It is bad enough to be stuck on an island with little hope of rescue, but it is worse when, after many days, a ship heaves in sight and deliberately leaves the castaways. In all the time we had been there not one single ship had been sighted, till the early morning of the day we were taken off. That morning, the first man out of the hut rubbed his eyes to make sure he was really awake, for there, lying becalmed, close in to the island, lay a full rigged ship under all sail. The next second everyone was awake and dashing out of the hut in response to his roar of "Sail-ho!"

We had only one boat that made any pretence at floating, and this, with her crew, was detailed for fishing. The tide served that morning at daybreak, as the best time for catching crayfish, with the result that the boat was right over the other side of the lagoon, and the ship was hidden from the boat by the south cliff. We yelled, and hailed, and only after a long, heartbreaking delay, got the boat from under the cliffs.

As soon as they were in a position to see the ship, they pulled as hard as their strength would let them, out of the harbour, and were actually half way between the island and the ship, when a slight breeze sprang up. It is hard to believe, but down went that ship's helm, she went about, and deliberately stood off from the land.

> [Given data]
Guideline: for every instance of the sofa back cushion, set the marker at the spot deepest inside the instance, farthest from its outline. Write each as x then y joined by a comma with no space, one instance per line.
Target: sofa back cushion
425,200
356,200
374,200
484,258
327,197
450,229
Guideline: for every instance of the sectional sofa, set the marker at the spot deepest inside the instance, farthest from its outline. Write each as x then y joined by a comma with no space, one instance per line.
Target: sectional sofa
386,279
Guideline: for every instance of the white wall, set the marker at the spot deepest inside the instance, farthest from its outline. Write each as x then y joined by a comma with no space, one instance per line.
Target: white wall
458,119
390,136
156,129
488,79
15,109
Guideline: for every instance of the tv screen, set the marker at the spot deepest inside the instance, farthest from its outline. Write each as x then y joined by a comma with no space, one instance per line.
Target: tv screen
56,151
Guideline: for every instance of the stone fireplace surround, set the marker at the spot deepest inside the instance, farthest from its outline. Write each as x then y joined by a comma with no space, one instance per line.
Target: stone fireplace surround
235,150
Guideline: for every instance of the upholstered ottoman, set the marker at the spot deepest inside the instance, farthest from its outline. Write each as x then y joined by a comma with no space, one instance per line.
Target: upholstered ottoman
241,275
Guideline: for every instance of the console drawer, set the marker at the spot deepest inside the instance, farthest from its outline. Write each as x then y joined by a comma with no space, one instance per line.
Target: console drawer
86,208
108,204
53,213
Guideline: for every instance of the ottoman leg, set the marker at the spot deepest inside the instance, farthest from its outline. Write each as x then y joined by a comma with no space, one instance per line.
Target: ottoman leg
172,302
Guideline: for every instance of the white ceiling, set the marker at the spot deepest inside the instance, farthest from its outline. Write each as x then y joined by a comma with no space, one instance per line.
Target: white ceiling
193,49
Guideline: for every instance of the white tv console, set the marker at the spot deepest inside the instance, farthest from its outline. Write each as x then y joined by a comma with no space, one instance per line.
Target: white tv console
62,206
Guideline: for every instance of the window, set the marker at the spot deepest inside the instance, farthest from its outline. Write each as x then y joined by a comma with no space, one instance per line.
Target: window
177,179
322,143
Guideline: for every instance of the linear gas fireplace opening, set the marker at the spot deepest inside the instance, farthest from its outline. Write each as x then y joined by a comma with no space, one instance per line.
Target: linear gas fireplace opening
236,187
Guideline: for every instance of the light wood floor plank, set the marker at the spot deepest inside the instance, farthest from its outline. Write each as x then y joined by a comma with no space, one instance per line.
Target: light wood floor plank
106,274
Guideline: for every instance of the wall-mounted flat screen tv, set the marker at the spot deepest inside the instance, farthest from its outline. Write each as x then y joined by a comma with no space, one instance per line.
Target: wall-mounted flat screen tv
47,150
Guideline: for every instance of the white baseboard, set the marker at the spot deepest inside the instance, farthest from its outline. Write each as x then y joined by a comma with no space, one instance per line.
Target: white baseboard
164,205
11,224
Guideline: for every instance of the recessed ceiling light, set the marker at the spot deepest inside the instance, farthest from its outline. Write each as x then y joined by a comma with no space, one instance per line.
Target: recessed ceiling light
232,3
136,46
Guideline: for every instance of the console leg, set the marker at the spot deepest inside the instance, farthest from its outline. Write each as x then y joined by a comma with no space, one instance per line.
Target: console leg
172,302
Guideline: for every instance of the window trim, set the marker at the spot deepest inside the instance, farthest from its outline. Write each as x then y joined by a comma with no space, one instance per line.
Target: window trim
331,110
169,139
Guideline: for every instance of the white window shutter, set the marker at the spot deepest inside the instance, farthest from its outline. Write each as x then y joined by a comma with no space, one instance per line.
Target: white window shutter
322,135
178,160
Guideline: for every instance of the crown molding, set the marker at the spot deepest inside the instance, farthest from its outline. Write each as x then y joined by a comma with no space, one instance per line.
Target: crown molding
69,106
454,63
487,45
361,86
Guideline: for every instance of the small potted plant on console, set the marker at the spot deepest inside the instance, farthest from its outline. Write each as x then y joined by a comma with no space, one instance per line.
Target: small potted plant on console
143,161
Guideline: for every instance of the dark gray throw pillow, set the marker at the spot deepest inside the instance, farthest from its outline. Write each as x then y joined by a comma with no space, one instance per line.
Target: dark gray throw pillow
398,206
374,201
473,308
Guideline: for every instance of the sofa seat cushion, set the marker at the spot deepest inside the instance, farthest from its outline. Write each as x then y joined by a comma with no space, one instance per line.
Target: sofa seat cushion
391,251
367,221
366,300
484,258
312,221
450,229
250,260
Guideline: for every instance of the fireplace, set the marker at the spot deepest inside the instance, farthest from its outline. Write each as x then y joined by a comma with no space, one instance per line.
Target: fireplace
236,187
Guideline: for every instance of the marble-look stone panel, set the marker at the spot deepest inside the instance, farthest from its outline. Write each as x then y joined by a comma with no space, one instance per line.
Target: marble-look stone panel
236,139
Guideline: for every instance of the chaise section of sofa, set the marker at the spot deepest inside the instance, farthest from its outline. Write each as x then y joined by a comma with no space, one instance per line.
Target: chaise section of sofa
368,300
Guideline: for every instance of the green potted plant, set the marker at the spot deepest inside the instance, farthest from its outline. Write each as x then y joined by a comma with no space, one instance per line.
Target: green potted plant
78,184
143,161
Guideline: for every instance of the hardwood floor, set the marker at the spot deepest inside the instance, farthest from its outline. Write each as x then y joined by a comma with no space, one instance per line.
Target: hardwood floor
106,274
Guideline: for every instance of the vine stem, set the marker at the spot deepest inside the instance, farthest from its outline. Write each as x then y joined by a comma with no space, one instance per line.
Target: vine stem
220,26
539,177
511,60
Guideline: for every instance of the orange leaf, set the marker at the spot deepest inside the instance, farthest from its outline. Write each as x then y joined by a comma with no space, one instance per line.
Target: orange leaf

> [Assigned task 1]
In the castaway account, what kept the fishing boat's crew from seeing the ship?
> [Assigned task 2]
Carry the castaway account forward from its last sentence, keeping the same voice and point of view.

> [Task result 1]
The south cliff hid the ship from the boat.

> [Task result 2]
On shore we had a huge fire burning, sending up columns of smoke, and everyone of us that could stand was waving his shirt. We could even see the men on her deck.

It was a rank impossibility for those on board not to have seen the column of smoke, or our boat, and yet, away she went, and that is the tragedy that so frequently happens in these cases.

One of the most glaring instances was that in which the Volturno on fire in mid-Atlantic, in fine weather, was passed by a big steamship, without her taking the slightest notice. It was fine, clear weather, and the dense column of smoke rising from the burning oil could have been seen twenty-five or thirty miles away, and yet, a ship not five miles off, passes and takes no notice. Again in the case of the Titanic, which I am going to tell about later, we were using every modern method, visible and invisible to call the attention of a ship actually in sight, yet, there she lay, making no attempt at rescue, whilst some fifteeen hundred people patiently waited and were finally drowned with that ship's lights still in sight.

In our case on the island of St. Paul's the boat had no alternative but to return. We did not even get the name of the ship, as there was no name on her stern. If there had been, the Second Mate could easily have read it; and yet, where will you find a ship without her name and port of registry on her stern? Some have said, "Oh, it must have been a phantom ship, the outcome of some delirious imagination. You were starving, you know." They might just as well have put it down to the "morning after the night before,"--only unfortunately, we lacked the wherewithal.

She was not seen by one, or a half a dozen, but by all of us, and you can't mesmerize forty-two men. Anyhow it just about knocked the bottom out of what spirits we had left, and they were mighty few. We had been there eight days, and it would take less than another eight to finish the lot.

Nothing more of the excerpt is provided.